_Seite_:
______________________________

Erwachsene, die mit einem Kleinkind spielen, wählen je nach der Kleidung des Kindes – blau oder rosa mit Schleifchen – unterschiedliches Spielzeug aus und behandeln das Kind anders. Das als Mädchen gelesene Kind wird dazu aufgefordert, einer Puppe die Haare zu kämmen, dem vermeintlichen kleinen Junge werden die technischen Aspekte des Baggers erklärt. Bis sich natürlich herausstellt: im rosa Schleifchenstrampler steckt ein kleiner Junge und umgekehrt.

Klingt nach Klischee, ist es auch – und zeigt, wie tief diese Stereotype noch immer in uns sitzen, und wie wir auch Kinder oft unbewusst kategorisieren und dementsprechend behandeln. Was aber, wenn wir so rollenkonformes Verhalten bei Eltern in unserem Umfeld beobachten – und es vielleicht noch mit generell eher reaktionären Werten einhergeht? Wie weit dürfen wir uns als die coolen Onkels, Tanten und sonstige Bezugspersonen einmischen?

Aufklärung ohne Kitsch und Klischee

Die eigene Offenheit in die Welt tragen

Im Podcast Ein gutes Gespräch habe ich mit Birte unter anderem über sexpositives Mentoring gesprochen. Darüber, wie man die eigene Offenheit in die Welt tragen und dadurch auch ein Vorbild für andere werden kann. Das Vorleben weniger konservativer Lebensentwürfe und Werte kann Kindern eine Orientierung geben – und dafür sorgen, dass sie in einem mit ihren neugierigen Fragen vielleicht eine offenere Ansprechperson finden, als bei ihren Eltern. Denn klar: niemand existiert in einem Vakuum.

______________________________

_Daten_:
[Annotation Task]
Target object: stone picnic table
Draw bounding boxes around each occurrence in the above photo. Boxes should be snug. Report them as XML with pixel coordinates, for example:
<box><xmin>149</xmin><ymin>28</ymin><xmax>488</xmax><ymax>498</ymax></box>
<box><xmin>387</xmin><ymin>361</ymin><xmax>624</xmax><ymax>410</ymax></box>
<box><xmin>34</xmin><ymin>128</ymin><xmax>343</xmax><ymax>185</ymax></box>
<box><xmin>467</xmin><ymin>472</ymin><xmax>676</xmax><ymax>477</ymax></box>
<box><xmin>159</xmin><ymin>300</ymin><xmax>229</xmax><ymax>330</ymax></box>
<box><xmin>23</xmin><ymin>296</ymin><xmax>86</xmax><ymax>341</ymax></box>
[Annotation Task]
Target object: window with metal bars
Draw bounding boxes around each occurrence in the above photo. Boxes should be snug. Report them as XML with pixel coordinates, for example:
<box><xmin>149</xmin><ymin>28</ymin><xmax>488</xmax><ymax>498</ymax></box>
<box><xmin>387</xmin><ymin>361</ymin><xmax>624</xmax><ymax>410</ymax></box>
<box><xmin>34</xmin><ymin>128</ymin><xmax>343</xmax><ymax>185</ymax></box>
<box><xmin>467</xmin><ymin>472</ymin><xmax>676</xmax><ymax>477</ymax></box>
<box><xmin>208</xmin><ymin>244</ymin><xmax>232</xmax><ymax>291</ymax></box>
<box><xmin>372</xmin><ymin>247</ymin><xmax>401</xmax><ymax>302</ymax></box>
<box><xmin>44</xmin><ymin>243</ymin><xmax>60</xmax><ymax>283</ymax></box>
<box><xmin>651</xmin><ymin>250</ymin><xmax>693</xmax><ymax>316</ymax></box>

______________________________

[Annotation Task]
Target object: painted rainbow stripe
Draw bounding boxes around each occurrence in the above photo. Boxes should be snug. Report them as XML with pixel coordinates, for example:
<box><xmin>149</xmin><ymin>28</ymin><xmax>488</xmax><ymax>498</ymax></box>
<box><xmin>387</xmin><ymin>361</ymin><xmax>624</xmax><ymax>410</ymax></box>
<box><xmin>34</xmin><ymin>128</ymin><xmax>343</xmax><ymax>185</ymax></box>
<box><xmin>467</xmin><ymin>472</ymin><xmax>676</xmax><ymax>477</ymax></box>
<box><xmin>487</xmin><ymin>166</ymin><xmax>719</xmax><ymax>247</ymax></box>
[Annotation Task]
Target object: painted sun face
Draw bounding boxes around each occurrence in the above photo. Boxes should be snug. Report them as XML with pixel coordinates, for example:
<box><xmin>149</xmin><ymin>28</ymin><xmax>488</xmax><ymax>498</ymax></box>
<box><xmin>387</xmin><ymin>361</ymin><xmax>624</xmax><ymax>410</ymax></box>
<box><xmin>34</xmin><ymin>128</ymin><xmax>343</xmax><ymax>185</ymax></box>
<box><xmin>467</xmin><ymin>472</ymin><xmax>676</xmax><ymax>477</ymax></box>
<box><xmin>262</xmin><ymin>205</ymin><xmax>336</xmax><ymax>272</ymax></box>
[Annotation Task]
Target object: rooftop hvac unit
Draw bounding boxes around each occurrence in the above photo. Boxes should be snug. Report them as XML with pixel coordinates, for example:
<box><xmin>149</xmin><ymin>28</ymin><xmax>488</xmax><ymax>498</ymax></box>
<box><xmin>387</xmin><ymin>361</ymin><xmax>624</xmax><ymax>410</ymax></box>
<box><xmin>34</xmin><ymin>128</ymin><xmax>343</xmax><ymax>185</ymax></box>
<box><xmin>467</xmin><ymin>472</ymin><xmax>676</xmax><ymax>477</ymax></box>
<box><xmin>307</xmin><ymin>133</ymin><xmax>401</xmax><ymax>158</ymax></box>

______________________________

_Aufgabe_: Gib die Seite über Rollenklischees bei Kindern vollständig und wortgetreu aus.

_Lösung_:
Erwachsene, die mit einem Kleinkind spielen, wählen je nach der Kleidung des Kindes – blau oder rosa mit Schleifchen – unterschiedliches Spielzeug aus und behandeln das Kind anders. Das als Mädchen gelesene Kind wird dazu aufgefordert, einer Puppe die Haare zu kämmen, dem vermeintlichen kleinen Junge werden die technischen Aspekte des Baggers erklärt. Bis sich natürlich herausstellt: im rosa Schleifchenstrampler steckt ein kleiner Junge und umgekehrt.

Klingt nach Klischee, ist es auch – und zeigt, wie tief diese Stereotype noch immer in uns sitzen, und wie wir auch Kinder oft unbewusst kategorisieren und dementsprechend behandeln. Was aber, wenn wir so rollenkonformes Verhalten bei Eltern in unserem Umfeld beobachten – und es vielleicht noch mit generell eher reaktionären Werten einhergeht? Wie weit dürfen wir uns als die coolen Onkels, Tanten und sonstige Bezugspersonen einmischen?

Aufklärung ohne Kitsch und Klischee

Die eigene Offenheit in die Welt tragen

Im Podcast Ein gutes Gespräch habe ich mit Birte unter anderem über sexpositives Mentoring gesprochen. Darüber, wie man die eigene Offenheit in die Welt tragen und dadurch auch ein Vorbild für andere werden kann. Das Vorleben weniger konservativer Lebensentwürfe und Werte kann Kindern eine Orientierung geben – und dafür sorgen, dass sie in einem mit ihren neugierigen Fragen vielleicht eine offenere Ansprechperson finden, als bei ihren Eltern. Denn klar: niemand existiert in einem Vakuum.